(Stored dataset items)
------------------------------------------------------------------------

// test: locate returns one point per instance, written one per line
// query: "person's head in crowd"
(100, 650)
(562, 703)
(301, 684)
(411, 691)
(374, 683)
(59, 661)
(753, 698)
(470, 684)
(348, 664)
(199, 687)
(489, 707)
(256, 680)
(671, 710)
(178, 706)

------------------------------------------------------------------------

_Assigned task_:
Could you reproduce every record exactly as shown above?

_Written reply_:
// test: locate returns one point per instance, written one per line
// query: "person's head in crowd"
(100, 650)
(562, 703)
(301, 684)
(411, 691)
(374, 683)
(59, 661)
(753, 698)
(470, 684)
(348, 664)
(199, 687)
(489, 707)
(256, 680)
(671, 710)
(178, 706)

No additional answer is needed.